### BRIEF A
Report how many lines of the records contain the word "tree", treating case as significant, and give only that number.

### EXCERPT PROVIDED
• • • • •
Hadoop Eco System Frameworks: Pig, Hive, HBase

Hadoop Ecosystem Frameworks

Hadoop Ecosystem frameworks provide higher-level tools to process, analyze, and store big data without writing low-level MapReduce code.

Key Frameworks:

Pig – For data transformation and ETL
Hive – For SQL-like queries on big data
HBase – For real-time access to large-scale data

Apache Pig

Pig is a high-level scripting language (Pig Latin) for processing large data sets on Hadoop.

Simplifies MapReduce programming
Designed for data transformation, aggregation, and ETL tasks

Key Components

Pig Latin – Scripting language
Pig Engine – Translates Pig Latin into MapReduce jobs

Execution Modes:

Local mode – Runs on a single machine
Hadoop mode – Runs on HDFS cluster

Example (Pig Latin Script)


-- Load data
students = LOAD 'students.txt' USING PigStorage(',') AS (name:chararray, age:int, course:chararray);

-- Filter students above 20
adults = FILTER students BY age > 20;

-- Group by course
grouped = GROUP adults BY course;

-- Count per course
result = FOREACH grouped GENERATE group, COUNT(adults);

-- Store result
STORE result INTO 'output';

Real-Life Example: Processing website logs to find daily visitors or filtering users by age.

Apache Hive

Hive is a data warehouse framework on Hadoop that allows SQL-like queries on large data stored in HDFS.

Uses HiveQL (SQL-like language)
Converts queries to MapReduce, Tez, or Spark jobs

Key Features

Feature	Description
Query Language	HiveQL (SQL-like)
Storage	HDFS or HBase
Schema	Defined on read (flexible)
Partitioning	Splits tables into partitions for faster queries
Indexing	Improves query speed

Hive Example


-- Create table
CREATE TABLE students (name STRING, age INT, course STRING)
ROW FORMAT DELIMITED
FIELDS TERMINATED BY ',';

-- Load data
LOAD DATA INPATH '/user/hadoop/students.txt' INTO TABLE students;

-- Query data
SELECT course, COUNT(*) FROM students GROUP BY course;

Real-Life Example: Analyzing sales data to calculate total sales per region.
• • • • •
### DATASET RECORDS
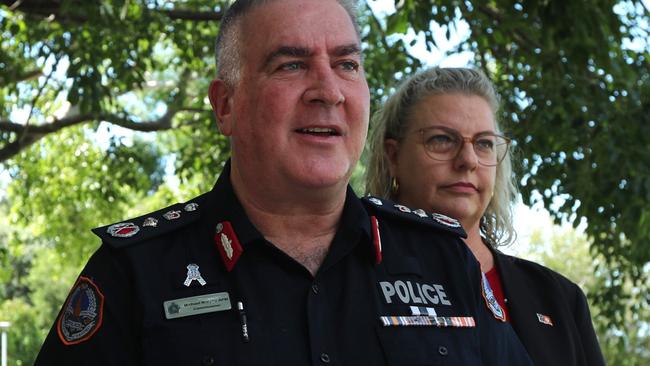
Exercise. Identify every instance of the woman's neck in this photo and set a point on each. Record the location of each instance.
(479, 248)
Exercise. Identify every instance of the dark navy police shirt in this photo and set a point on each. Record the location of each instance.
(396, 288)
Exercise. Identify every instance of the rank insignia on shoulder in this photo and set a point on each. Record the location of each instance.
(172, 215)
(150, 222)
(190, 207)
(544, 319)
(123, 230)
(82, 313)
(228, 245)
(490, 300)
(376, 238)
(193, 274)
(418, 215)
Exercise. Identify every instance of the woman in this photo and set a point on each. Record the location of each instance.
(437, 146)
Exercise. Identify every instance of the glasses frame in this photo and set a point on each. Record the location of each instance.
(464, 140)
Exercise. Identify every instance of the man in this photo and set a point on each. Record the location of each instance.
(280, 263)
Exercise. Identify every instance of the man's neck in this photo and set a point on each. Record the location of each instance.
(300, 223)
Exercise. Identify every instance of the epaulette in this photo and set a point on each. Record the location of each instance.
(391, 209)
(150, 225)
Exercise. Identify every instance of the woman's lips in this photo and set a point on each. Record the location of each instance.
(461, 187)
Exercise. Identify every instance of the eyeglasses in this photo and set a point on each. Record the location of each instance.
(444, 144)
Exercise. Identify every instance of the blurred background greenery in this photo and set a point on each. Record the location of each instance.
(103, 115)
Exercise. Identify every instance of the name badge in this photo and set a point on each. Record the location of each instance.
(195, 305)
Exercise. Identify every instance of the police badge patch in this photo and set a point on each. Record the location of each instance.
(490, 300)
(82, 313)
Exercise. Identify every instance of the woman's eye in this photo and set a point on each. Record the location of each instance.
(485, 144)
(291, 66)
(441, 140)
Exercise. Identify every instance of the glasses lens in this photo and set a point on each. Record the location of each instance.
(440, 144)
(490, 149)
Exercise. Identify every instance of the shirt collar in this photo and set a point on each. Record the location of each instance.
(233, 230)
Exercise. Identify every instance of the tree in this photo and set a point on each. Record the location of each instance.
(566, 250)
(75, 75)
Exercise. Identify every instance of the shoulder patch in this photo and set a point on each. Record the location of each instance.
(391, 209)
(82, 313)
(153, 224)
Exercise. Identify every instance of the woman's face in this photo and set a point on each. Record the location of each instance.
(461, 187)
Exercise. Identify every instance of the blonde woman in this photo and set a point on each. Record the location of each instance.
(437, 146)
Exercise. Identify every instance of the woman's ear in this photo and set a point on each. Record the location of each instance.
(391, 150)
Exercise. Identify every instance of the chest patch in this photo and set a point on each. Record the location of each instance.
(490, 300)
(82, 313)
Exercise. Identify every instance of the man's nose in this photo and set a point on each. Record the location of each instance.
(324, 88)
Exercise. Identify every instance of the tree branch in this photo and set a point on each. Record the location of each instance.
(522, 38)
(33, 133)
(51, 7)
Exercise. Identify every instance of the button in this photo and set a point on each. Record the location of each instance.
(325, 357)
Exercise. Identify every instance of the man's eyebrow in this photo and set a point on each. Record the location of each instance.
(347, 50)
(287, 51)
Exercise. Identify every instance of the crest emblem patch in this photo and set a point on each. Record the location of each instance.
(82, 313)
(490, 300)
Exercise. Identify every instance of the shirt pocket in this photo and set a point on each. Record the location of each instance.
(426, 346)
(207, 339)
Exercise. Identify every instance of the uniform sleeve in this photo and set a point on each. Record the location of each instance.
(582, 316)
(97, 324)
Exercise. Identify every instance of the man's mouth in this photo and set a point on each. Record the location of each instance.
(319, 131)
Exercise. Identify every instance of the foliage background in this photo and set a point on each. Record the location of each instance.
(103, 115)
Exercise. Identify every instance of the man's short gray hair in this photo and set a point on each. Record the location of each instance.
(392, 121)
(228, 44)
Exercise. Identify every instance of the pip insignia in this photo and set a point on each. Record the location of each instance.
(544, 319)
(376, 201)
(172, 215)
(192, 206)
(123, 230)
(193, 274)
(150, 221)
(403, 208)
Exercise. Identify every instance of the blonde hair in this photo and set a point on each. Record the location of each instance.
(391, 122)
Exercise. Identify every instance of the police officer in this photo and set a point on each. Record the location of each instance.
(281, 263)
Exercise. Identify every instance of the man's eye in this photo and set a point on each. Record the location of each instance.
(349, 65)
(291, 66)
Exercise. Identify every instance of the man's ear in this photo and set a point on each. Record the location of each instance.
(221, 100)
(391, 150)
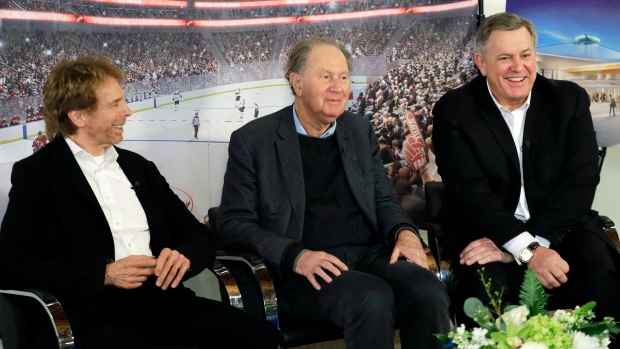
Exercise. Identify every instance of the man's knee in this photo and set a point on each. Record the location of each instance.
(374, 300)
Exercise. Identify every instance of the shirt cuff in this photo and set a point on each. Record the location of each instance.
(521, 241)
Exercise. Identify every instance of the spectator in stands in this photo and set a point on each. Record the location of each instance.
(331, 241)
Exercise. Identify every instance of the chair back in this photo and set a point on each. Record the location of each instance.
(434, 193)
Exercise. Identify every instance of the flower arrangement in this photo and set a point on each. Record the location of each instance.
(529, 325)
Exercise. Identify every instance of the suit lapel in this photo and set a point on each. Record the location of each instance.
(350, 163)
(534, 123)
(290, 164)
(66, 162)
(493, 118)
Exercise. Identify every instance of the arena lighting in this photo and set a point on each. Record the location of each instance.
(443, 7)
(37, 15)
(217, 23)
(586, 39)
(155, 3)
(135, 22)
(259, 4)
(352, 15)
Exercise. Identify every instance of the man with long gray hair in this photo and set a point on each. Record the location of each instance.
(305, 188)
(518, 156)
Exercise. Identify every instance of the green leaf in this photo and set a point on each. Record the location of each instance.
(532, 294)
(510, 307)
(504, 345)
(583, 310)
(472, 306)
(594, 329)
(499, 337)
(511, 330)
(442, 338)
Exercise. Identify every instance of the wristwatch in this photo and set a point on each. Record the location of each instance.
(526, 254)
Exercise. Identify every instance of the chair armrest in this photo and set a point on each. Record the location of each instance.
(248, 284)
(51, 306)
(442, 258)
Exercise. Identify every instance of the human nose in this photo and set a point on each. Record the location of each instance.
(336, 85)
(126, 111)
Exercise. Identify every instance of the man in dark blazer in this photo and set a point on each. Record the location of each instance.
(112, 242)
(305, 188)
(518, 155)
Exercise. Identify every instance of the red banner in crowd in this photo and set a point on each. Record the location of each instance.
(414, 146)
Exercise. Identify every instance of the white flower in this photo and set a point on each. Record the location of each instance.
(518, 316)
(533, 345)
(583, 341)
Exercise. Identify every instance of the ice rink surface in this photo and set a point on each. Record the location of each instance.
(194, 168)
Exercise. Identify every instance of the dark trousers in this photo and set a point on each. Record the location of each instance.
(146, 316)
(368, 299)
(593, 276)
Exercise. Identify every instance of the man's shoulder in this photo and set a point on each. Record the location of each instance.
(348, 119)
(556, 86)
(130, 155)
(466, 91)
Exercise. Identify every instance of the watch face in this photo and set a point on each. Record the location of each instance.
(526, 255)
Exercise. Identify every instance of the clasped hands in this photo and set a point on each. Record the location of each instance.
(130, 272)
(550, 268)
(316, 263)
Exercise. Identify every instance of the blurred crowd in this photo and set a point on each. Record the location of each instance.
(400, 104)
(133, 11)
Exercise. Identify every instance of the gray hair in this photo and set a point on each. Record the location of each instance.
(298, 59)
(502, 21)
• • • • •
### BRIEF B
Answer these questions using the Hadoop ecosystem page:
(i) According to the page, what does the Pig Engine translate Pig Latin into?
(ii) In the table of Hive's key features, how is the schema defined?
(iii) Which framework does the page list for real-time access to large-scale data?

### EXERCISE RESPONSE A
2

### EXERCISE RESPONSE B
(i) MapReduce jobs
(ii) On read (flexible)
(iii) HBase